### Document text
........

That’s when Timber got my wrist.”

Bessette and one of Roberts’ children ran out of the house to help, got Timber into the house and cared for Blaisdell, who said she was “bleeding pretty bad” and realized she needed medical care. Besette drove Blaisdell to Manchester Medical Center for treatment.

“I was very shook up. That’s why I didn’t give much detail. I just wanted to get fixed up and know my health was OK,” she said. “When we got there I said the dog was a stray at first because I was trying to protect them.”

Roberts, in an opening statement, said that Timber survived an attack by another dog when he was 2 years old, an event that had a significant effect on him. She said the dog had been scheduled to get his rabies shot in April, but had never had an incident like this before.

“It takes a while for him to warm up to people. He’s very protective,” Roberts said. She said when Blaisdell had visited the house the week before, they moved the dog away from her, as they do whenever someone the dog doesn’t know visits.

At first, in the immediate aftermath of the incident, Blaisdell said Roberts and Bessette were checking up on her and apologizing for the incident. But the relationship with both frayed, she said, when she relayed to Roberts that she’d heard Timber had nipped at others before, and when she asked Bessette if Timber’s vaccinations were up to date.

“It’s a tough situation all around,” she said.

Roberts asked Blaisdell if she was at the bottom of the driveway or near the house when the incident happened, to which Blaisdell repeated she was in the driveway. Roberts also asked if Timber was barking, to which Blaisdell said she would have never approached the dog if it was. “He did not bark,” she said three times in a row.

........

### Given entries

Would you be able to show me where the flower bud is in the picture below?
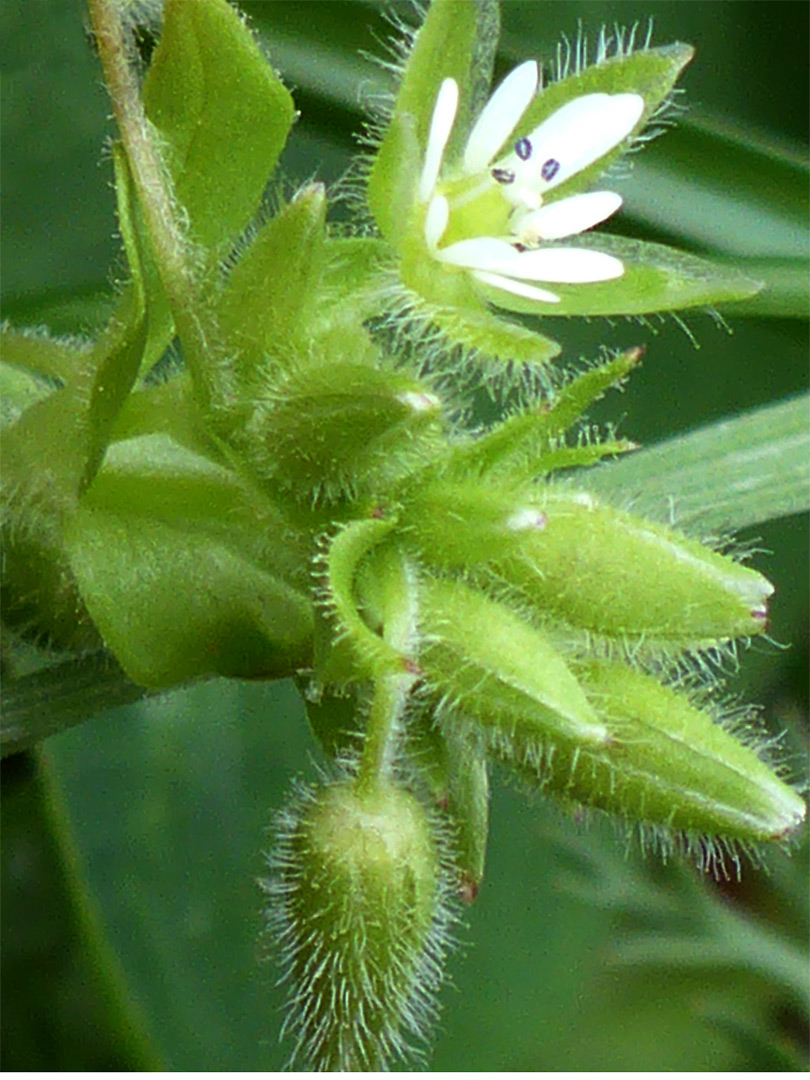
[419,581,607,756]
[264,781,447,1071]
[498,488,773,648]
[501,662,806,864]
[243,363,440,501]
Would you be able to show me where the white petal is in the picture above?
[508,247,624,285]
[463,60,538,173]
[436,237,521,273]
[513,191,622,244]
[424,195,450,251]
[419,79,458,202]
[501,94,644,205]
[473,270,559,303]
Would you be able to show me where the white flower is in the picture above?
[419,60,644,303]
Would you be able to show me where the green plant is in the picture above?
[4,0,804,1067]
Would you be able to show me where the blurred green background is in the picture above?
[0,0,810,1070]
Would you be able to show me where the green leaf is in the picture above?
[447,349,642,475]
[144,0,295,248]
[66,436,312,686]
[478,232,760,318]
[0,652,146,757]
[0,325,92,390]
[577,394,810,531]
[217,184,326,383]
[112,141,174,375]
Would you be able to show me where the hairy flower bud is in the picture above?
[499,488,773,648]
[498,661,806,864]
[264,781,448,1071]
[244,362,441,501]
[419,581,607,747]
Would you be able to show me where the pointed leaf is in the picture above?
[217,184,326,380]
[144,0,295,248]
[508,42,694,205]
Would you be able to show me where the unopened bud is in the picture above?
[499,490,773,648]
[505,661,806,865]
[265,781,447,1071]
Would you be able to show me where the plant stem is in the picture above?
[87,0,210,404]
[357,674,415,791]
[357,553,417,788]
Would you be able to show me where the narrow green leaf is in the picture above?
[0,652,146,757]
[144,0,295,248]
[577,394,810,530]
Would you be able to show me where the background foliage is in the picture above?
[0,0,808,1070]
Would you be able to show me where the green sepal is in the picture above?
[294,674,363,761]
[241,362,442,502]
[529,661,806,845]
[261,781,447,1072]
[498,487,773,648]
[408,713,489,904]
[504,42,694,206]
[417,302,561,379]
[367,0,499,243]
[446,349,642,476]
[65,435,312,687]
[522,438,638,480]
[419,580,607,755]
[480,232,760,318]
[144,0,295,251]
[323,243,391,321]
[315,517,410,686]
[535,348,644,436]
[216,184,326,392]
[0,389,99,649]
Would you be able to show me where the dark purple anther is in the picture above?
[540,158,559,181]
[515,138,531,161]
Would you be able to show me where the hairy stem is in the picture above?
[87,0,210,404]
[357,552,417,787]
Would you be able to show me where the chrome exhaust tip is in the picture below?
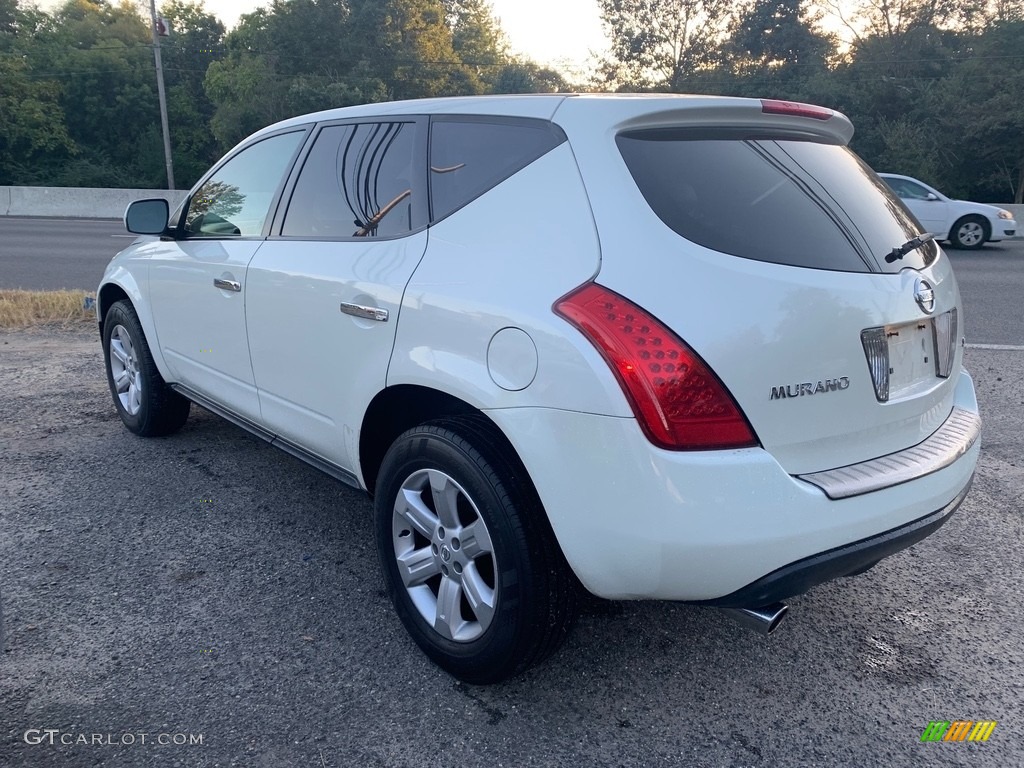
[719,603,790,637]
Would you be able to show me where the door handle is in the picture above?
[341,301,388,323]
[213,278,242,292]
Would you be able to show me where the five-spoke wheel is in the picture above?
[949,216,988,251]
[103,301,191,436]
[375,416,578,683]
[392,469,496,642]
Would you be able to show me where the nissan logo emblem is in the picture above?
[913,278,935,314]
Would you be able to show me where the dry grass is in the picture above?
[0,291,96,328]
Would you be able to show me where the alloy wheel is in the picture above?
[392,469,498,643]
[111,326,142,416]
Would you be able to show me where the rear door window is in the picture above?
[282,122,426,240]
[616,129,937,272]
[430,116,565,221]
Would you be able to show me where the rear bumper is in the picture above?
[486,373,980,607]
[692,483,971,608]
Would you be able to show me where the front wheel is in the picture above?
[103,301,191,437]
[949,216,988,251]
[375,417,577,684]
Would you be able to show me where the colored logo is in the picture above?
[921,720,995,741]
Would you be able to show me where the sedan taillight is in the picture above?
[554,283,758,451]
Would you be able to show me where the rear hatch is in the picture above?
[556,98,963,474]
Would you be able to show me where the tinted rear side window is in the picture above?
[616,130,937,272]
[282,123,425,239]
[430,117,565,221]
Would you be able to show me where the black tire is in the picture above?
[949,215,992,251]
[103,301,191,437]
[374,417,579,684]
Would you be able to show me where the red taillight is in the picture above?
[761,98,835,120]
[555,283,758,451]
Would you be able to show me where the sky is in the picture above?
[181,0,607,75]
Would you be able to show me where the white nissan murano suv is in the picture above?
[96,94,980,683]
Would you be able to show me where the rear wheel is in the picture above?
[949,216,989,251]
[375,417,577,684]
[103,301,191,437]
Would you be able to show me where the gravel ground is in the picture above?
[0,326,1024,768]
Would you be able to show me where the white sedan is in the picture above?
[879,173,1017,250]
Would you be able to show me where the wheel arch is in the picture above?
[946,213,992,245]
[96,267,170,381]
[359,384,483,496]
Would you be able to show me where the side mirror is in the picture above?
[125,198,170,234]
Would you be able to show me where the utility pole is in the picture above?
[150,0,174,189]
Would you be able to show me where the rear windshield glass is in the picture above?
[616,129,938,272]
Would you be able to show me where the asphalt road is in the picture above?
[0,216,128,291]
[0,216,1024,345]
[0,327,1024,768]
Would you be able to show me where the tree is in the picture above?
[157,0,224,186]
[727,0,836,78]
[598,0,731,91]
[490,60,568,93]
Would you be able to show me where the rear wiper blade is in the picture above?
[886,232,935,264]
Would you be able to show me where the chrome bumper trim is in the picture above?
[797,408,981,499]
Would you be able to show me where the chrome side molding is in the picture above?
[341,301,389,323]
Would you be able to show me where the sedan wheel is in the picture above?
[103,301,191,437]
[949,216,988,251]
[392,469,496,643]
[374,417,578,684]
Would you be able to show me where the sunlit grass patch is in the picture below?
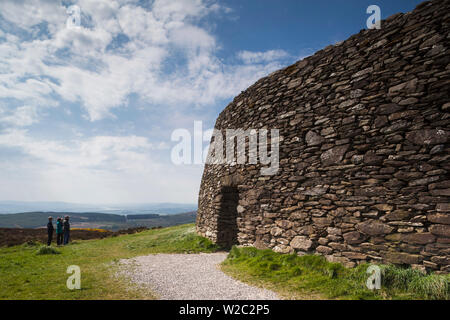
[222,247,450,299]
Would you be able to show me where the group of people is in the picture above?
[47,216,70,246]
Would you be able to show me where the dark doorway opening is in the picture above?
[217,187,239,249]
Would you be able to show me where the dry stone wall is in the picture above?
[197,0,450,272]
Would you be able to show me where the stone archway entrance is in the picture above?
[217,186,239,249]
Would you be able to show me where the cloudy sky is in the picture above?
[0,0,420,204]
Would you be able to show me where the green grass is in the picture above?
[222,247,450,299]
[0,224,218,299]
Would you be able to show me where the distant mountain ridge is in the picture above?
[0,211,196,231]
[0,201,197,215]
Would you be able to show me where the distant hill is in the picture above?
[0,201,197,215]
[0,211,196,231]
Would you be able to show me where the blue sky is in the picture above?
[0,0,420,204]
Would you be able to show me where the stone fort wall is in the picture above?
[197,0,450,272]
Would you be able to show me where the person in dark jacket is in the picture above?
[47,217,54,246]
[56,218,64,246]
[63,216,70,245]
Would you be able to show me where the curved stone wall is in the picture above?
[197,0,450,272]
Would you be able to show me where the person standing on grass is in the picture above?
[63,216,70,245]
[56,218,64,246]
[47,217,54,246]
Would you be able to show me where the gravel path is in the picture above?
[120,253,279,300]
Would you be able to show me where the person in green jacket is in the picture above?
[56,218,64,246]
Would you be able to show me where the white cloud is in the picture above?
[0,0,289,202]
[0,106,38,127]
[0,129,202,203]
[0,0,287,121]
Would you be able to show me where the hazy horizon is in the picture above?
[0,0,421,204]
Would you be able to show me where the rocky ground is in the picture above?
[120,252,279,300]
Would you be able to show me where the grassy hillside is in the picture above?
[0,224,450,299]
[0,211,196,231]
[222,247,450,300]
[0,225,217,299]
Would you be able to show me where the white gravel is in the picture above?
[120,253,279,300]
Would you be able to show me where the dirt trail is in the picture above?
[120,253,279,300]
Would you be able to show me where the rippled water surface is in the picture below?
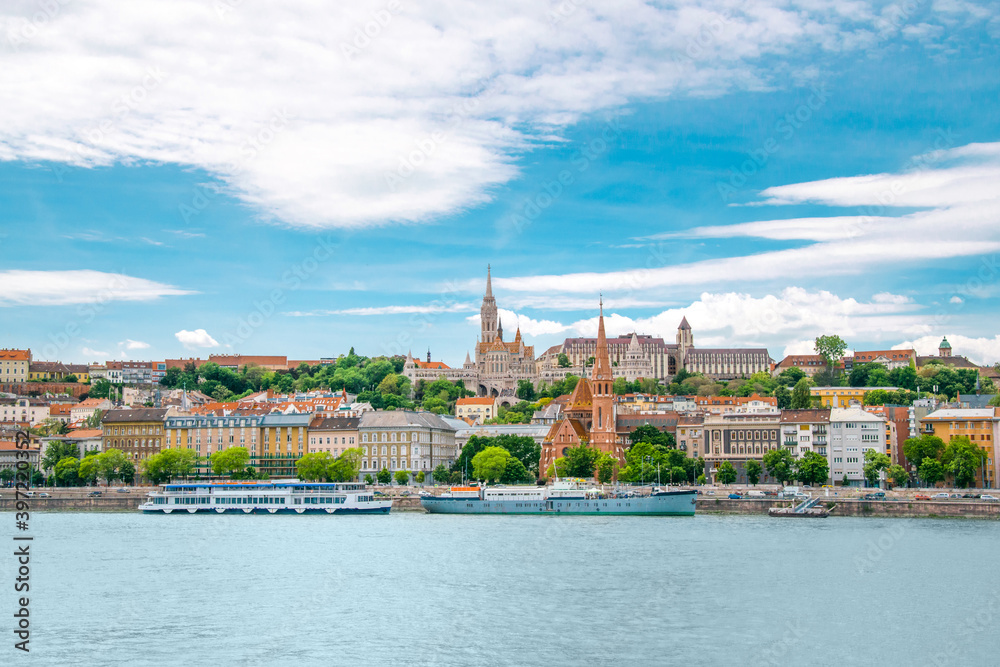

........

### Questions
(1) In the account of the dog bite, where did Bessette take Blaisdell for treatment?
(2) Pick up the account of the dog bite right after its final sentence and keep it going.
You won't need the entries.

### Activity answers
(1) Manchester Medical Center

(2)
After the hearing, which also included testimony by Manchester Police Officer Derek Osgood and town health officer Peter Brabazon, the four members of the board met in deliberative session for about 40 minutes to reach a consensus. (Board member Heidi Chamberlain recused herself from the case and was not present.)

The board also ordered that police impose the maximum financial penalties as provided by the town ordinance, and that it not return Timber to the family until all fines and fees are paid. The meter is running; Roberts will have to pay for Timber’s daily boarding fees, as well as fines for violations.

Beattie noted that Roberts had previously been cited by the town for failing to curb Dozer. He said it was incumbent upon the board to reach a decision that would assure public safety, in light of the injuries Blaisdell suffered and the rabies treatments she received because Timber’s rabies shots were not up to date.

“There are some elements of this that require some investment on your part,” Beattie said. “I know you’re going to try to do the right thing. But we’ve got a history here.”